Tuesday, June 25, 2024

July 2024 New Mystery Releases!

I decided to get up bright and early (which is saying something since I usually don't go to bed until 3 or 4 AM) to get some chores done. Now that they're done, I decided to move onto blog posts, and what better way to spend a quiet morning than talking about brand-new books to read?

While I'm waiting to get my hair cut, I'm going to share my picks for the best new crime fiction being released throughout the month of July.

I've grouped them according to their release dates, and the covers and synopses are courtesy of Amazon.

Let's see if I can add a title or two to your own Need To Read lists!

=== July 1 ===

Title: Mary's Place
Standalone novel set in 1980s Kansas
330 pages
*Upcoming review on Kittling: Books.
Synopsis: "Iron and Mary Barrett’s farming family is rural royalty, their success symbolized by a magnificent three-story house, Mary’s Place. Years in the building, the house is a testament to Mary’s grit and organizational abilities. But when bank examiners apply new ratings for agricultural loans in the 1980s, the family’s belief that its prosperity is a natural outcome of hard work is sent reeling.

Bank president J.C. Espy had never done anything crooked in his life until the FDIC changed the rules for agricultural loans. After becoming desperate to save his hundred-year-old bank, he worries that his resulting choice will cause his friend Iron to lose his land. Frantically J.C. works to convince Iron he will lose everything if he doesn’t comply with the new standards. In the meantime, both Iron and J.C. must negotiate with sons who have contempt for their fathers’ old-fashioned values. While Iron agonizes, Mary maneuvers to keep the family together and save the farm.

Mary’s Place is an unforgettable tribute to the rural families who weathered one of the worst agricultural disasters in American history.

**TASK A**
Revise the part of the book blog post that opens with the words containing "Let's see if" and closes with "on Kittling: Books.", putting "To Be Read" in place of "Need To Read".
The book blog post and the records have no connection to each other.

**DATA PROVIDED**

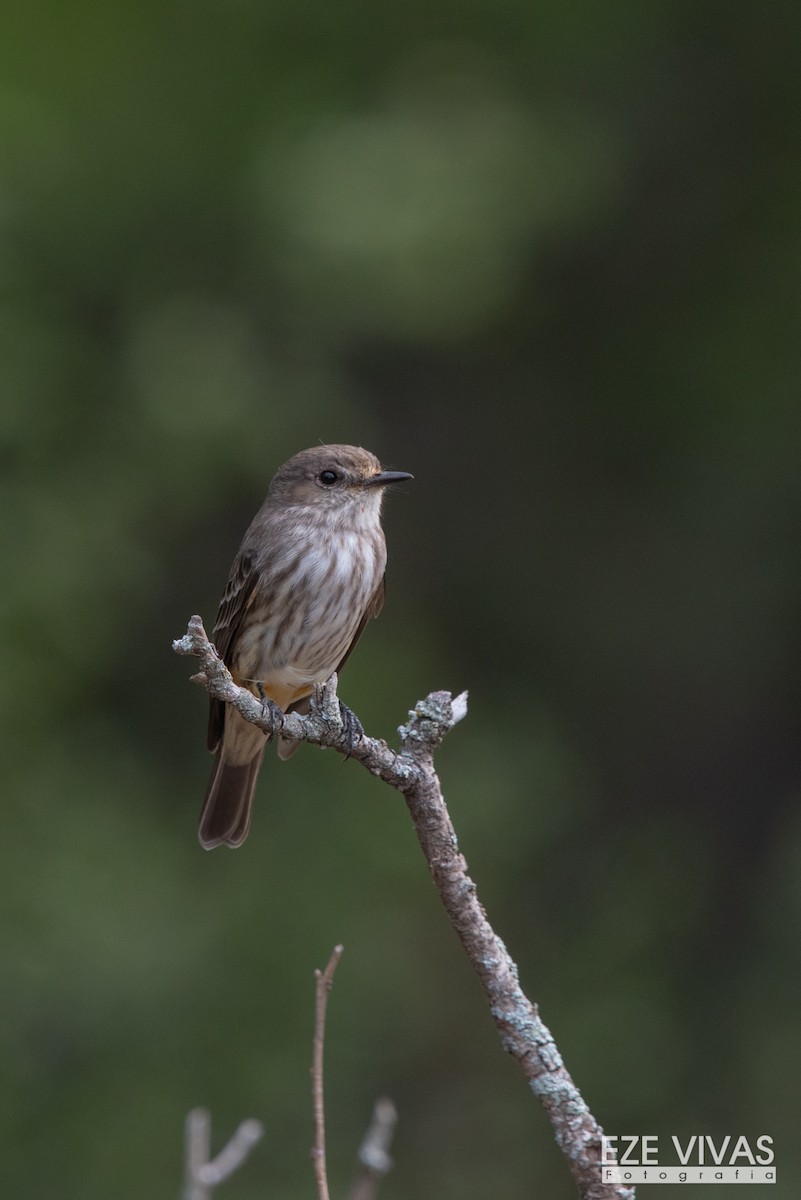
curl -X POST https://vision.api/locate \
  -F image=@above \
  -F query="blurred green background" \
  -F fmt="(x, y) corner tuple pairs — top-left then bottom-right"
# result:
(0, 0), (801, 1200)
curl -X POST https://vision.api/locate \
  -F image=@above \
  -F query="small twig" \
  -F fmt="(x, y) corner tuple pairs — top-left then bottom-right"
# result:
(349, 1097), (398, 1200)
(183, 1109), (264, 1200)
(312, 946), (344, 1200)
(173, 617), (634, 1200)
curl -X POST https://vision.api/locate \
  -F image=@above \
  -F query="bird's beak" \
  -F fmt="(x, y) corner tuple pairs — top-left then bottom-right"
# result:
(365, 470), (415, 487)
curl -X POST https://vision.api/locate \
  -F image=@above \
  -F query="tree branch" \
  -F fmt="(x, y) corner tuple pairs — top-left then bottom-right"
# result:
(312, 946), (344, 1200)
(183, 1109), (264, 1200)
(173, 617), (634, 1200)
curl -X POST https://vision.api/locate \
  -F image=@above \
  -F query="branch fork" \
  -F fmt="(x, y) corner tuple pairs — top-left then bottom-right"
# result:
(173, 617), (634, 1200)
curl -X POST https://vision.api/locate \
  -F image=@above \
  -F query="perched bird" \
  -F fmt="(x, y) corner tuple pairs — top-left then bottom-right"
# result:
(198, 445), (412, 850)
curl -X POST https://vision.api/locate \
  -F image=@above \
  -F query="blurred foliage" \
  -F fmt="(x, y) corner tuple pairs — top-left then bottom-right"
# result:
(0, 0), (801, 1200)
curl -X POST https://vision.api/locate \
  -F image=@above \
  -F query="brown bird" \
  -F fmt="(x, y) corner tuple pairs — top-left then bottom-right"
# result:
(198, 445), (412, 850)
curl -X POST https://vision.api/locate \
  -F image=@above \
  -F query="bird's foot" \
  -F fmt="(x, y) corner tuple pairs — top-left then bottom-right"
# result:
(339, 701), (365, 758)
(255, 683), (284, 738)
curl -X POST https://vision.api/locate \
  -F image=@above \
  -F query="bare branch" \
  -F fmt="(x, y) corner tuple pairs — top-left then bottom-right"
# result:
(312, 946), (344, 1200)
(173, 617), (634, 1200)
(349, 1097), (398, 1200)
(183, 1109), (264, 1200)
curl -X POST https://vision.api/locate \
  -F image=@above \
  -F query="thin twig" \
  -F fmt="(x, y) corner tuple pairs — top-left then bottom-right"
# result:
(349, 1097), (398, 1200)
(183, 1109), (264, 1200)
(173, 617), (634, 1200)
(312, 946), (344, 1200)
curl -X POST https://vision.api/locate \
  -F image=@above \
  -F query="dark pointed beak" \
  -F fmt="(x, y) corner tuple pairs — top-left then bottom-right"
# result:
(365, 470), (415, 487)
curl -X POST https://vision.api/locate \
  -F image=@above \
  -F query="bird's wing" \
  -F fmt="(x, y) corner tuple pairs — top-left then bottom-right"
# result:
(337, 576), (386, 674)
(207, 551), (259, 751)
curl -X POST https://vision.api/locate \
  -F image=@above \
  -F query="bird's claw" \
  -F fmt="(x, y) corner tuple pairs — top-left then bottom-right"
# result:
(339, 701), (365, 758)
(255, 683), (284, 738)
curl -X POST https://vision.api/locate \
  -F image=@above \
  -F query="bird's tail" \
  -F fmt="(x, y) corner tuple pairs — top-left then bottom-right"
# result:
(198, 710), (267, 850)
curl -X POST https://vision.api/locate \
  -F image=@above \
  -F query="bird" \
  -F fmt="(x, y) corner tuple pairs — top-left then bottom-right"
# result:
(198, 445), (414, 850)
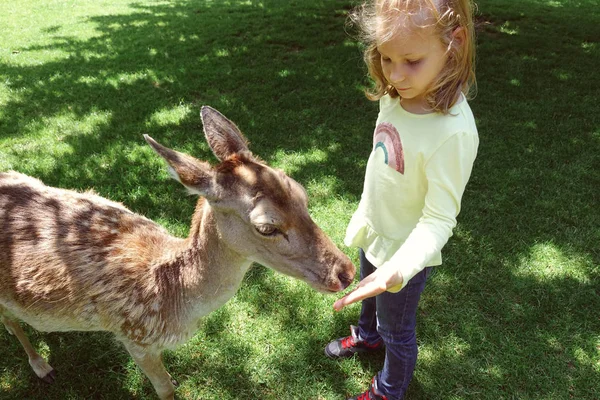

**TASK B**
Identify each line of the records that contains the string "blurred", and copy those lines.

**TASK SOLUTION A**
Let's see if I can add a title or two to your own To Be Read lists!

=== July 1 ===

Title: Mary's Place
Standalone novel set in 1980s Kansas
330 pages
*Upcoming review on Kittling: Books.

**TASK SOLUTION B**
  -F query="blurred green background" \
  -F query="blurred foliage" \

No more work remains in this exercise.